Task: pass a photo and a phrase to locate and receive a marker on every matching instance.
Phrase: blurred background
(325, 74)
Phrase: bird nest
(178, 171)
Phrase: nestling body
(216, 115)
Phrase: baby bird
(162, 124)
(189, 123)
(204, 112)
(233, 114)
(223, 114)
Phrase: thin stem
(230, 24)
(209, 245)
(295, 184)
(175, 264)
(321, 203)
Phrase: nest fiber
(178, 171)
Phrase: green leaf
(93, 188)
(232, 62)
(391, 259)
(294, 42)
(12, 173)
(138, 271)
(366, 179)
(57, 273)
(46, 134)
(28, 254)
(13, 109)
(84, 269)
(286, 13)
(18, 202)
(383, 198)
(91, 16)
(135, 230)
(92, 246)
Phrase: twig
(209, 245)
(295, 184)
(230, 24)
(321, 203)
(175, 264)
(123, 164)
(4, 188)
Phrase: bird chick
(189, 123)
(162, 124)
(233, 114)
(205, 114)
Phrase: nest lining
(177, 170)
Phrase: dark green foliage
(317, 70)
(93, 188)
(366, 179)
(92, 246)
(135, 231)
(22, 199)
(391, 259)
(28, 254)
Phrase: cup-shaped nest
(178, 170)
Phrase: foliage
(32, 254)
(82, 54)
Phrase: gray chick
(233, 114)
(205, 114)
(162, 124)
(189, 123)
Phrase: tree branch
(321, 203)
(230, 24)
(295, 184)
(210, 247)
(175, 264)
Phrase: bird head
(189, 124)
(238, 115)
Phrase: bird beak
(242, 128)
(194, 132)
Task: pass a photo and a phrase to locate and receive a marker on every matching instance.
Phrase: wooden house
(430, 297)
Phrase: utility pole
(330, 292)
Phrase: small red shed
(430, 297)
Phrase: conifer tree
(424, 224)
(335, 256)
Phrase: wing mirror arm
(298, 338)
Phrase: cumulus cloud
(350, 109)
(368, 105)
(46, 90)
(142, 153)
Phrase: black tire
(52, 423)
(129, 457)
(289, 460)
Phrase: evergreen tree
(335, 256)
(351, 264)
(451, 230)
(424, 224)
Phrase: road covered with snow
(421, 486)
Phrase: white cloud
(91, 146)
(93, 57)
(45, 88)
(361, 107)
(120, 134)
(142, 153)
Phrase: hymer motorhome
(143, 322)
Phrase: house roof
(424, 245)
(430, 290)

··········

**YOUR OBJECTIVE**:
Each record above is to be reproduced exactly, in full.

**REPLY TO THE TASK**:
Task: pass a photo and a phrase to locate and receive a marker on every matching instance.
Phrase: blurred background
(325, 74)
Phrase: bird nest
(178, 171)
Phrase: nestling body
(216, 115)
Phrase: baby bird
(162, 124)
(189, 123)
(204, 112)
(233, 114)
(223, 114)
Phrase: thin stem
(230, 24)
(209, 245)
(295, 184)
(175, 264)
(321, 203)
Phrase: nest fiber
(178, 171)
Phrase: green leaf
(93, 188)
(232, 62)
(391, 259)
(294, 42)
(12, 173)
(138, 271)
(366, 179)
(57, 273)
(46, 134)
(28, 254)
(13, 109)
(84, 269)
(286, 13)
(18, 202)
(383, 198)
(91, 16)
(135, 230)
(92, 246)
Phrase: twig
(209, 245)
(295, 184)
(230, 24)
(321, 203)
(175, 264)
(123, 164)
(4, 188)
Phrase: bird chick
(189, 123)
(162, 124)
(233, 114)
(205, 114)
Phrase: nest lining
(177, 170)
Phrase: dark green foliage
(317, 70)
(93, 188)
(366, 179)
(92, 246)
(135, 231)
(22, 199)
(391, 259)
(28, 254)
Phrase: cup-shaped nest
(178, 170)
Phrase: foliage
(32, 254)
(82, 54)
Phrase: gray chick
(233, 114)
(205, 114)
(162, 124)
(189, 123)
Phrase: tree branch
(321, 203)
(230, 24)
(295, 184)
(210, 247)
(175, 264)
Phrase: bird head
(189, 124)
(238, 115)
Phrase: bird beak
(242, 128)
(194, 132)
Task: pass a photo and a phrase to locate and receive a marker on every matching instance.
Phrase: wooden house
(430, 297)
Phrase: utility pole
(330, 292)
Phrase: small red shed
(430, 297)
Phrase: conifer tree
(424, 224)
(335, 256)
Phrase: wing mirror arm
(298, 338)
Phrase: cumulus cloud
(350, 109)
(368, 105)
(46, 90)
(142, 153)
Phrase: black tire
(52, 423)
(129, 457)
(289, 460)
Phrase: evergreen tree
(335, 256)
(351, 264)
(451, 230)
(424, 224)
Phrase: road covered with snow
(421, 486)
Phrase: white cloud
(91, 146)
(93, 57)
(45, 88)
(361, 107)
(120, 134)
(142, 153)
Phrase: hymer motorhome
(143, 322)
Phrase: house roof
(424, 245)
(430, 290)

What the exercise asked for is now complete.